EXERCISE OBJECTIVE
Reproduce all of the rows below, replacing each occurrence of "instance" with "object" and leaving every other character unchanged.

RECORDS TO USE
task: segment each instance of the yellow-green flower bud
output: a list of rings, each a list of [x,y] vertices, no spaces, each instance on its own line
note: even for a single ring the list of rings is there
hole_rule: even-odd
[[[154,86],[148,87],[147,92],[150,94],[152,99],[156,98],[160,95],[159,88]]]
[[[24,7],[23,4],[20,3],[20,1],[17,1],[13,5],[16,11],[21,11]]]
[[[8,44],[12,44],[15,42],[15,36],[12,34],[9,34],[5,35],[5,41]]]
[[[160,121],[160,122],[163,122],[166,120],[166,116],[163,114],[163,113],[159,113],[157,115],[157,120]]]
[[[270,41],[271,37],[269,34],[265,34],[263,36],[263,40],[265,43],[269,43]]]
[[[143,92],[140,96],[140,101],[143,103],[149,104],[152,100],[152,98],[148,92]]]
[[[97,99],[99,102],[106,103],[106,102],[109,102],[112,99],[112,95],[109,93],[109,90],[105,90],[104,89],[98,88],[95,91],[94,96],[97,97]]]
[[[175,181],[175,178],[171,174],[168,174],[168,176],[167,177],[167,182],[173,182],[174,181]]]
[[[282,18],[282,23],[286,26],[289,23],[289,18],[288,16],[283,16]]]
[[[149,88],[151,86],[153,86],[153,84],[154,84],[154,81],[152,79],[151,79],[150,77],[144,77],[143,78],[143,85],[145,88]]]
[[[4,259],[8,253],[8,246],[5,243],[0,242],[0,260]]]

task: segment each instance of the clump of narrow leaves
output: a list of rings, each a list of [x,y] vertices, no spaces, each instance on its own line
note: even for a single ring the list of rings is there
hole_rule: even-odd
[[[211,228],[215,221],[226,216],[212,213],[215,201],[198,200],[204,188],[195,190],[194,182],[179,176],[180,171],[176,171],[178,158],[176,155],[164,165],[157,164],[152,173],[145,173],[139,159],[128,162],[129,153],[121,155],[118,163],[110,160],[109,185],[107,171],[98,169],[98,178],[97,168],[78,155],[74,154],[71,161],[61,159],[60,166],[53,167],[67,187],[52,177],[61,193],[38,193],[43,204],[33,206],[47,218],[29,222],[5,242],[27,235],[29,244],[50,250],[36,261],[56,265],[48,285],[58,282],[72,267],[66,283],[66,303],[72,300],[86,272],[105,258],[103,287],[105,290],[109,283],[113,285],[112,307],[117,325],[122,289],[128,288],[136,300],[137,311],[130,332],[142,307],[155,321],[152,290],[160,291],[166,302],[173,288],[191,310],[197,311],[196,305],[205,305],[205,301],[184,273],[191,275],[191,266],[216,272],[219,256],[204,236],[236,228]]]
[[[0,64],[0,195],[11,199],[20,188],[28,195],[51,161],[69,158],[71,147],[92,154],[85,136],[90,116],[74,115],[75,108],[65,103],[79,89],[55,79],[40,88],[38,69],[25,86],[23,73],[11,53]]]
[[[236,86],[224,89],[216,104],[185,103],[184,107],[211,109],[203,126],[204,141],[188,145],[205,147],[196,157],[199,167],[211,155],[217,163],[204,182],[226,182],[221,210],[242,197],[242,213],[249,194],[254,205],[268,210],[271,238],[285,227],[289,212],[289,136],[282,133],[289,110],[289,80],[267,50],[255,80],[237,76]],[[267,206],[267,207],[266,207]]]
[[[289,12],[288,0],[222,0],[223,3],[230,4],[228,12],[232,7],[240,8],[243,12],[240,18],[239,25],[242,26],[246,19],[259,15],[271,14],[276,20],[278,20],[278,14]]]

COMPLETED EXERCISE
task: segment each object of the yellow-green flower bud
output: a list of rings, each a list of [x,y] vertices, no spaces, each object on its own line
note: even for a single ring the list of rings is there
hole_rule: even-odd
[[[154,86],[148,87],[147,92],[150,94],[152,99],[156,98],[160,95],[159,88]]]
[[[24,7],[23,4],[20,3],[20,1],[17,1],[13,5],[16,11],[21,11]]]
[[[8,44],[12,44],[15,42],[15,36],[12,34],[9,34],[5,35],[5,41]]]
[[[160,121],[160,122],[163,122],[166,120],[166,116],[163,114],[163,113],[159,113],[157,115],[157,120]]]
[[[270,41],[271,37],[269,34],[265,34],[263,36],[263,40],[265,43],[269,43]]]
[[[143,92],[140,96],[140,101],[143,103],[149,104],[152,100],[152,98],[148,92]]]
[[[97,99],[99,102],[106,103],[106,102],[109,102],[112,99],[112,95],[109,93],[109,90],[105,90],[104,89],[98,88],[95,91],[94,96],[97,97]]]
[[[175,181],[175,178],[171,174],[168,174],[168,176],[167,177],[167,182],[173,182],[174,181]]]
[[[282,18],[282,23],[286,26],[289,23],[289,18],[288,16],[283,16]]]
[[[149,88],[151,86],[153,86],[153,84],[154,84],[154,81],[152,79],[151,79],[150,77],[144,77],[143,78],[143,85],[145,88]]]
[[[4,259],[8,253],[8,246],[5,243],[0,242],[0,260]]]

task: segment each object of the clump of narrow leaves
output: a list of rings, each a list of [x,y] vertices, no spaces, each object on its own line
note: even for a single ring the list of rings is there
hole_rule: even-odd
[[[211,228],[215,221],[226,216],[212,213],[215,201],[198,200],[204,188],[195,190],[194,182],[179,176],[180,171],[176,171],[178,158],[176,155],[164,165],[157,164],[152,173],[145,173],[139,159],[128,162],[129,153],[121,155],[118,163],[110,160],[109,185],[107,171],[98,169],[98,178],[97,168],[78,155],[74,154],[71,161],[61,159],[60,166],[53,167],[67,187],[52,177],[61,193],[38,193],[43,204],[33,206],[47,218],[29,222],[5,242],[27,235],[29,244],[50,250],[36,261],[56,265],[48,285],[58,282],[72,267],[66,283],[66,303],[72,300],[86,272],[105,258],[103,287],[105,290],[109,283],[113,285],[112,307],[117,325],[122,289],[128,288],[136,300],[137,311],[130,332],[142,307],[155,321],[152,290],[160,291],[166,302],[173,288],[191,310],[197,311],[196,305],[205,305],[205,301],[184,273],[191,275],[191,266],[216,272],[219,256],[204,236],[236,228]]]
[[[0,64],[0,195],[11,199],[20,188],[28,195],[51,161],[69,158],[71,147],[92,154],[85,136],[90,116],[74,115],[75,108],[65,103],[79,89],[55,79],[40,88],[38,69],[25,86],[23,73],[11,53]]]
[[[236,86],[224,89],[216,104],[185,103],[184,107],[211,109],[203,126],[204,141],[188,145],[205,147],[196,157],[199,167],[211,155],[217,163],[204,182],[226,182],[221,210],[242,197],[242,213],[249,194],[254,205],[268,210],[271,238],[285,227],[289,212],[289,136],[282,133],[289,110],[289,80],[267,50],[255,80],[237,76]],[[267,206],[267,207],[266,207]]]
[[[289,12],[288,0],[222,0],[223,3],[230,4],[228,12],[232,7],[240,8],[243,12],[240,18],[239,25],[242,26],[246,19],[259,15],[271,14],[276,20],[278,20],[278,14]]]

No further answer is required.